> _PROVIDED TEXT_:
#####

Private clubs can operate with 5-10 percentage points lower margins than regular restaurants due to membership fee income supplementing food sales revenue. Members' restaurants have a fundamentally different cost structure - membership fees provide fixed income alongside food sales, reducing marketing costs and creating a stable customer base. This unique financial model allows for more flexible margin calculations.
What makes a private club different?
A private club or members' restaurant operates under a completely different financial model than commercial restaurants:
- Members pay membership fees (fixed income alongside food sales)
- Lower marketing and acquisition costs
- Often lower rent costs (own property or subsidy)
- More stable customer base
- Less commercial pressure
These factors create breathing room in your margin calculations. You're not purely dependent on food sales to cover all operational costs.
The adjusted margin formula for members' restaurants
The foundation stays the same, but you'll account for membership fee contributions:
Total margin = ((Sales price - Ingredient costs - Allocation of fixed costs) / Sales price) × 100
💡 Example:
Golf club restaurant - steak menu:
- Sales price: €24.50 (incl. 9% VAT)
- Sales price excl. VAT: €22.48
- Ingredient costs: €8.20
- Allocation of fixed costs per dish: €3.50
Margin: ((€22.48 - €8.20 - €3.50) / €22.48) × 100 = 47.6%
Allocating fixed costs differently
Here's where clubs gain their advantage. Membership fees already contribute to fixed costs like rent, staff salaries, and facility maintenance. You don't need food sales to carry the entire burden.
Step 1: Calculate what portion of your fixed costs membership fees cover
Step 2: Allocate only the remainder to your dishes
This mistake - not properly accounting for membership fee contributions - costs the average restaurant EUR 200-400 per month in unnecessarily inflated menu prices that drive away members.
💡 Example calculation:
Tennis club with restaurant:
- Total fixed restaurant costs: €8,000/month
- Membership fee contribution to restaurant: €5,000/month
- Remainder via food sales: €3,000/month
- Covers per month: 1,200
Allocation per dish: €3,000 / 1,200 = €2.50
Food cost percentages for members' restaurants
Your flexibility with food cost percentages expands significantly:
- Regular restaurant: food cost 28-35%
- Members' restaurant: food cost 35-45% possible
- Total margin: minimum 40% for healthy operation
⚠️ Note:
Higher food costs don't automatically equal more profit. Your total margin (after deducting all costs) still needs strength to maintain club financial stability.
Seasonal adjustments
Most private clubs face seasonal swings. Golf clubs quiet down in winter, tennis clubs slow during rain season. Plan your margins around these patterns:
- High season: lower margins work (volume compensates)

#####

> _INFORMATION PROVIDED_:

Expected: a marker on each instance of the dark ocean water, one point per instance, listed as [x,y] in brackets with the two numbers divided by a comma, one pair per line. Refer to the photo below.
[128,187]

#####

> _WRITTEN PROBLEM A_: From the passage on members' restaurant margins, quote word for word the part starting with "A private club or" and going on through "all operational costs.".
> _WRITTEN PROBLEM B_:
Answer these questions using the passage on members' restaurant margins:
(i) What food cost percentage range does the passage say is possible for a members' restaurant?
(ii) In the tennis club example, how much does the membership fee contribute to the restaurant each month?
(iii) In the golf club steak example, what is the allocation of fixed costs per dish?
> _WRITTEN PROBLEM C_: Write what follows in the passage on members' restaurant margins, beginning right after its last line.
The data was gathered from a different source than the passage on members' restaurant margins.

> _TASK ANSWER A_:
A private club or members' restaurant operates under a completely different financial model than commercial restaurants:
- Members pay membership fees (fixed income alongside food sales)
- Lower marketing and acquisition costs
- Often lower rent costs (own property or subsidy)
- More stable customer base
- Less commercial pressure
These factors create breathing room in your margin calculations. You're not purely dependent on food sales to cover all operational costs.

> _TASK ANSWER B_:
(i) 35-45%
(ii) €5,000 per month
(iii) €3.50

> _TASK ANSWER C_:
- Low season: higher margins necessary (less volume)
- Events: special pricing structures apply
💡 Practical example:
Golf club seasonal planning:
- March-October: 40% margin (busy season)
- November-February: 50% margin (quiet season)
- Tournaments: 35% margin (volume pricing)
This approach maintains healthy annual margin averages.
Member rates vs. guest rates
Most clubs operate dual pricing structures. This directly impacts your margin strategy:
Member rate: lower margin acceptable (they contribute through fees)
Guest rate: higher margin required (no membership fee contribution)
⚠️ Note:
Monitor your member/guest ratio carefully. Too many guests at premium prices creates member dissatisfaction. Too many members at low margins threatens operational viability.
How do you calculate the margin in a private club? (step by step)
Determine your membership fee contribution to the restaurant
Calculate how much of your total membership fee income goes to the restaurant. This can be a fixed percentage or a fixed amount per member per month. Divide this by the number of covers per month to know how much membership fee each dish 'subsidizes'.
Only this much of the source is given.